* **Task inputs**:
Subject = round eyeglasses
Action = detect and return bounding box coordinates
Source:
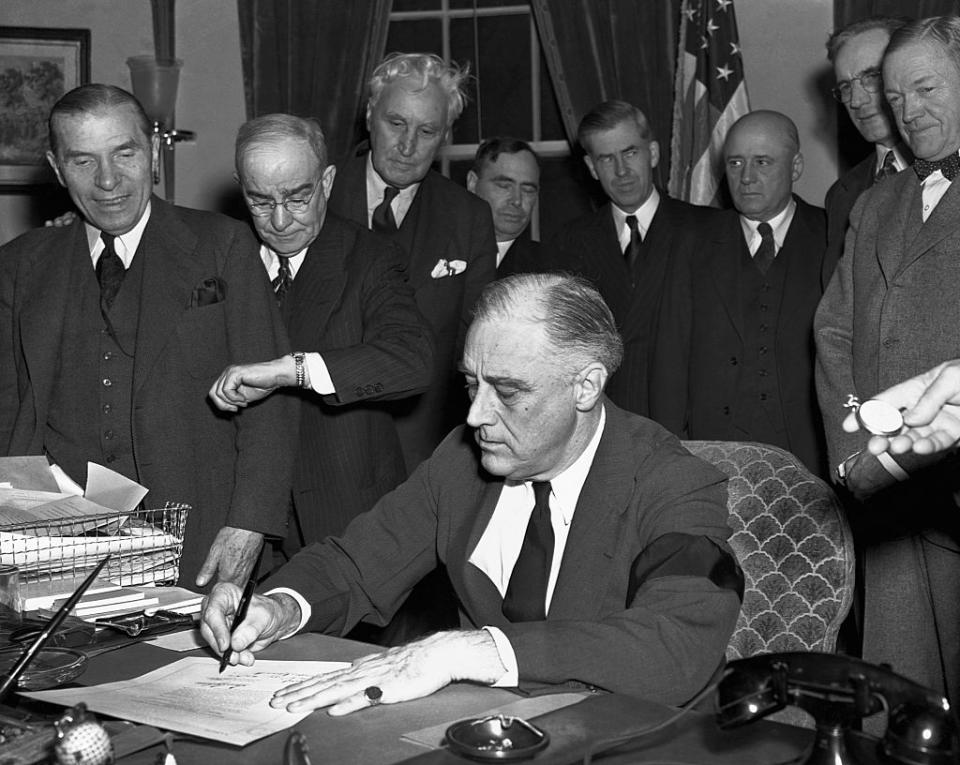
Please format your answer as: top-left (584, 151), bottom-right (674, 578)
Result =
top-left (832, 70), bottom-right (883, 103)
top-left (245, 178), bottom-right (321, 217)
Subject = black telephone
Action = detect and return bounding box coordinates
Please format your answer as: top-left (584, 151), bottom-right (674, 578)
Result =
top-left (716, 652), bottom-right (960, 765)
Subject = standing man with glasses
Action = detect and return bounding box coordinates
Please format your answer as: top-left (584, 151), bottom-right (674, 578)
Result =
top-left (816, 15), bottom-right (960, 705)
top-left (823, 16), bottom-right (910, 286)
top-left (0, 84), bottom-right (295, 589)
top-left (209, 114), bottom-right (433, 552)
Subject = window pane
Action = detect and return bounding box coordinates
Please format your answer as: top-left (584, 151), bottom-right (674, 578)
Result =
top-left (450, 15), bottom-right (531, 142)
top-left (386, 19), bottom-right (443, 58)
top-left (450, 0), bottom-right (530, 7)
top-left (392, 0), bottom-right (443, 11)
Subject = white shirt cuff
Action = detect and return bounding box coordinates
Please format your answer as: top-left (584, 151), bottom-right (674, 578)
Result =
top-left (304, 352), bottom-right (335, 395)
top-left (263, 587), bottom-right (312, 639)
top-left (483, 626), bottom-right (518, 687)
top-left (877, 451), bottom-right (910, 481)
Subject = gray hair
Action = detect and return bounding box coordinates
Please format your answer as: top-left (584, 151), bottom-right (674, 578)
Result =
top-left (473, 272), bottom-right (623, 376)
top-left (367, 52), bottom-right (469, 129)
top-left (886, 15), bottom-right (960, 70)
top-left (235, 113), bottom-right (328, 175)
top-left (49, 83), bottom-right (152, 157)
top-left (826, 16), bottom-right (909, 63)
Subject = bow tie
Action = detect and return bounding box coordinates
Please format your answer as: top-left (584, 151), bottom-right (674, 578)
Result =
top-left (913, 154), bottom-right (960, 182)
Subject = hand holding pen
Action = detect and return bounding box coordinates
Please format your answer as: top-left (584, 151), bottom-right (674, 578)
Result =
top-left (218, 575), bottom-right (256, 673)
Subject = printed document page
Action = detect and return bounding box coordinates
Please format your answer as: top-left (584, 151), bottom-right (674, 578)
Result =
top-left (24, 657), bottom-right (350, 745)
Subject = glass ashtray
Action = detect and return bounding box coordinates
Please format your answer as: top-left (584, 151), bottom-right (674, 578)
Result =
top-left (0, 647), bottom-right (87, 690)
top-left (445, 714), bottom-right (549, 761)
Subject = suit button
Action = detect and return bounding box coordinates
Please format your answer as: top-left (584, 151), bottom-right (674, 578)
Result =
top-left (104, 430), bottom-right (114, 440)
top-left (102, 378), bottom-right (112, 387)
top-left (723, 406), bottom-right (731, 415)
top-left (105, 455), bottom-right (116, 463)
top-left (759, 369), bottom-right (769, 377)
top-left (882, 337), bottom-right (898, 347)
top-left (760, 304), bottom-right (768, 312)
top-left (759, 346), bottom-right (768, 355)
top-left (103, 351), bottom-right (113, 361)
top-left (102, 404), bottom-right (112, 413)
top-left (729, 357), bottom-right (738, 366)
top-left (759, 324), bottom-right (768, 332)
top-left (760, 393), bottom-right (768, 401)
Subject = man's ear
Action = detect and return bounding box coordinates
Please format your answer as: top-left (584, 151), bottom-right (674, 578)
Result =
top-left (46, 151), bottom-right (66, 187)
top-left (320, 164), bottom-right (337, 199)
top-left (791, 151), bottom-right (804, 183)
top-left (649, 140), bottom-right (660, 169)
top-left (151, 133), bottom-right (161, 184)
top-left (466, 169), bottom-right (479, 193)
top-left (574, 361), bottom-right (608, 412)
top-left (583, 154), bottom-right (599, 181)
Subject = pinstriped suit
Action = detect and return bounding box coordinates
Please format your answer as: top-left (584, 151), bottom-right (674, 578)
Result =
top-left (281, 213), bottom-right (433, 543)
top-left (815, 168), bottom-right (960, 702)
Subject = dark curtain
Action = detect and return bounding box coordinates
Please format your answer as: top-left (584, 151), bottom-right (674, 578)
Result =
top-left (835, 0), bottom-right (960, 29)
top-left (530, 0), bottom-right (682, 187)
top-left (237, 0), bottom-right (392, 163)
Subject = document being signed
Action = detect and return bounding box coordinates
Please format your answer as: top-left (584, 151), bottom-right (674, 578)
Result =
top-left (24, 657), bottom-right (350, 745)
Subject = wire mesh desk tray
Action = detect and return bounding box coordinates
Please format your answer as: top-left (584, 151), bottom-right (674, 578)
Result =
top-left (0, 502), bottom-right (188, 586)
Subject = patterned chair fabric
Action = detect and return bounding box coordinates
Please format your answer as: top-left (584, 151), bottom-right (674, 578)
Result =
top-left (682, 440), bottom-right (855, 660)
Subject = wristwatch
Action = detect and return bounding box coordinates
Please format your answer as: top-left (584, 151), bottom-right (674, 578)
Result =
top-left (292, 352), bottom-right (305, 389)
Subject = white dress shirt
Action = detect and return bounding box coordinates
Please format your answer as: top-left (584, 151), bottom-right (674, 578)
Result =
top-left (258, 244), bottom-right (335, 395)
top-left (875, 143), bottom-right (908, 175)
top-left (364, 155), bottom-right (420, 228)
top-left (739, 197), bottom-right (797, 257)
top-left (919, 155), bottom-right (957, 222)
top-left (496, 239), bottom-right (515, 268)
top-left (85, 202), bottom-right (152, 268)
top-left (612, 187), bottom-right (660, 252)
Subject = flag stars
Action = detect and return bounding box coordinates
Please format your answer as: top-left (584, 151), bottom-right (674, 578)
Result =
top-left (730, 41), bottom-right (741, 56)
top-left (716, 63), bottom-right (733, 81)
top-left (716, 0), bottom-right (732, 10)
top-left (706, 18), bottom-right (719, 35)
top-left (684, 5), bottom-right (697, 21)
top-left (700, 35), bottom-right (710, 50)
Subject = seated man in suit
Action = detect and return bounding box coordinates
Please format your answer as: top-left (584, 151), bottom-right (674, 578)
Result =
top-left (208, 114), bottom-right (433, 551)
top-left (201, 273), bottom-right (743, 714)
top-left (328, 52), bottom-right (497, 473)
top-left (466, 137), bottom-right (541, 275)
top-left (0, 84), bottom-right (295, 588)
top-left (544, 100), bottom-right (717, 417)
top-left (816, 15), bottom-right (960, 705)
top-left (650, 111), bottom-right (829, 478)
top-left (824, 16), bottom-right (910, 286)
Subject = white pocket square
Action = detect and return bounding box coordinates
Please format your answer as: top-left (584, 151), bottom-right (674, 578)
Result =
top-left (430, 259), bottom-right (467, 279)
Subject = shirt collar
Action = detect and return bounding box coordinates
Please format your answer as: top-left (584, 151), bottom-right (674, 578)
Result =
top-left (86, 201), bottom-right (152, 268)
top-left (874, 143), bottom-right (908, 173)
top-left (611, 187), bottom-right (660, 237)
top-left (259, 243), bottom-right (309, 279)
top-left (521, 405), bottom-right (606, 526)
top-left (496, 239), bottom-right (515, 268)
top-left (365, 154), bottom-right (420, 210)
top-left (739, 196), bottom-right (796, 250)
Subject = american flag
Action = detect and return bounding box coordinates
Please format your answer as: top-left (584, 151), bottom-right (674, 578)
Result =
top-left (669, 0), bottom-right (750, 206)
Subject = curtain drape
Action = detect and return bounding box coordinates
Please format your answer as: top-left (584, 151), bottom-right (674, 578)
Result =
top-left (237, 0), bottom-right (392, 163)
top-left (835, 0), bottom-right (960, 29)
top-left (530, 0), bottom-right (681, 186)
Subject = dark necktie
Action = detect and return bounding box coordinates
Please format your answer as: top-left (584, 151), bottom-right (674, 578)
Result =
top-left (754, 221), bottom-right (775, 276)
top-left (502, 481), bottom-right (554, 623)
top-left (624, 214), bottom-right (642, 271)
top-left (372, 185), bottom-right (400, 232)
top-left (273, 255), bottom-right (293, 304)
top-left (96, 233), bottom-right (125, 315)
top-left (875, 150), bottom-right (897, 183)
top-left (914, 153), bottom-right (960, 182)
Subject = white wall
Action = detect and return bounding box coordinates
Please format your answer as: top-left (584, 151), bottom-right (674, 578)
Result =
top-left (0, 0), bottom-right (245, 243)
top-left (738, 0), bottom-right (838, 206)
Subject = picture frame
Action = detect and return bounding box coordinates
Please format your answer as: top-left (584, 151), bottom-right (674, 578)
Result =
top-left (0, 26), bottom-right (90, 187)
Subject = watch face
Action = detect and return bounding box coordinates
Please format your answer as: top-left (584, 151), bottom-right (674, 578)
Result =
top-left (857, 399), bottom-right (905, 436)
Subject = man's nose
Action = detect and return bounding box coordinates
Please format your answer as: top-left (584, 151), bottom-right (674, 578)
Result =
top-left (270, 204), bottom-right (293, 230)
top-left (613, 155), bottom-right (628, 177)
top-left (466, 385), bottom-right (496, 428)
top-left (397, 129), bottom-right (417, 157)
top-left (901, 93), bottom-right (923, 124)
top-left (95, 160), bottom-right (120, 190)
top-left (508, 186), bottom-right (522, 207)
top-left (740, 162), bottom-right (757, 185)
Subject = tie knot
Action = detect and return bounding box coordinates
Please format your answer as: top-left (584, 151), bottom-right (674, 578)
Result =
top-left (914, 153), bottom-right (960, 182)
top-left (625, 214), bottom-right (640, 234)
top-left (382, 185), bottom-right (400, 205)
top-left (531, 481), bottom-right (551, 510)
top-left (757, 221), bottom-right (774, 241)
top-left (100, 232), bottom-right (117, 254)
top-left (277, 254), bottom-right (293, 276)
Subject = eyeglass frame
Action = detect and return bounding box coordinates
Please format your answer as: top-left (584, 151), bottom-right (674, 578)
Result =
top-left (831, 68), bottom-right (883, 103)
top-left (243, 176), bottom-right (323, 217)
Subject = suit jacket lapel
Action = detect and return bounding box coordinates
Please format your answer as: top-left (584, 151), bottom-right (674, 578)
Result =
top-left (900, 174), bottom-right (960, 274)
top-left (549, 404), bottom-right (634, 620)
top-left (709, 211), bottom-right (744, 342)
top-left (875, 173), bottom-right (920, 281)
top-left (400, 172), bottom-right (452, 289)
top-left (777, 199), bottom-right (822, 340)
top-left (452, 477), bottom-right (507, 624)
top-left (286, 220), bottom-right (348, 345)
top-left (133, 198), bottom-right (204, 394)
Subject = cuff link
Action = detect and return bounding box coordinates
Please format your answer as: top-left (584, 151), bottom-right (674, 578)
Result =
top-left (843, 394), bottom-right (905, 436)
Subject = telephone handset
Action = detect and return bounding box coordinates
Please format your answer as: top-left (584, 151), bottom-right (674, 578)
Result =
top-left (716, 652), bottom-right (960, 765)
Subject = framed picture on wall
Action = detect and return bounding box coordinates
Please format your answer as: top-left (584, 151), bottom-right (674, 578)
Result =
top-left (0, 26), bottom-right (90, 187)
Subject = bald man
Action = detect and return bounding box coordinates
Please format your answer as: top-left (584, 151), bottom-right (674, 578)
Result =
top-left (650, 111), bottom-right (829, 476)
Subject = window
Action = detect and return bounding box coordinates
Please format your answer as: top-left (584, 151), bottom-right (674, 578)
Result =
top-left (387, 0), bottom-right (598, 242)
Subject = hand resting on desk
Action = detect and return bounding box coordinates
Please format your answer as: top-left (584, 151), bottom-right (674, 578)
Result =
top-left (200, 583), bottom-right (506, 716)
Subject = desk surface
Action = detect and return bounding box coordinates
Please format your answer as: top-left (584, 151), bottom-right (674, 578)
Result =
top-left (65, 633), bottom-right (812, 765)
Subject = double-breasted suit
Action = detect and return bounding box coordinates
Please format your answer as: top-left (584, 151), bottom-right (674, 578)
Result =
top-left (328, 153), bottom-right (497, 472)
top-left (545, 196), bottom-right (717, 416)
top-left (280, 213), bottom-right (433, 543)
top-left (650, 197), bottom-right (829, 476)
top-left (268, 402), bottom-right (742, 704)
top-left (815, 168), bottom-right (960, 702)
top-left (0, 198), bottom-right (296, 584)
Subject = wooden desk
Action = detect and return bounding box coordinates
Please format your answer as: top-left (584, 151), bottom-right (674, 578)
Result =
top-left (70, 634), bottom-right (813, 764)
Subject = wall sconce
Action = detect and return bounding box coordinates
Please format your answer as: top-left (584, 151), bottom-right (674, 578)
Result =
top-left (126, 55), bottom-right (195, 201)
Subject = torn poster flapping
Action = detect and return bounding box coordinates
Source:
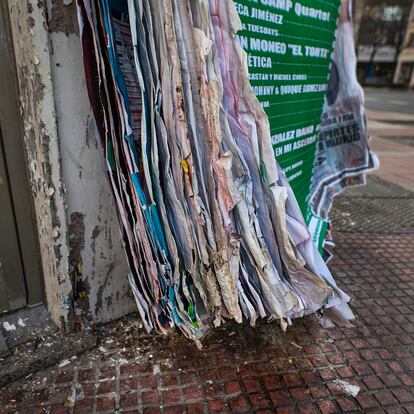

* **Your instructions**:
In the records above, how many lines contain the string "dark"? Reply with the number only.

* **Answer to this problem**:
2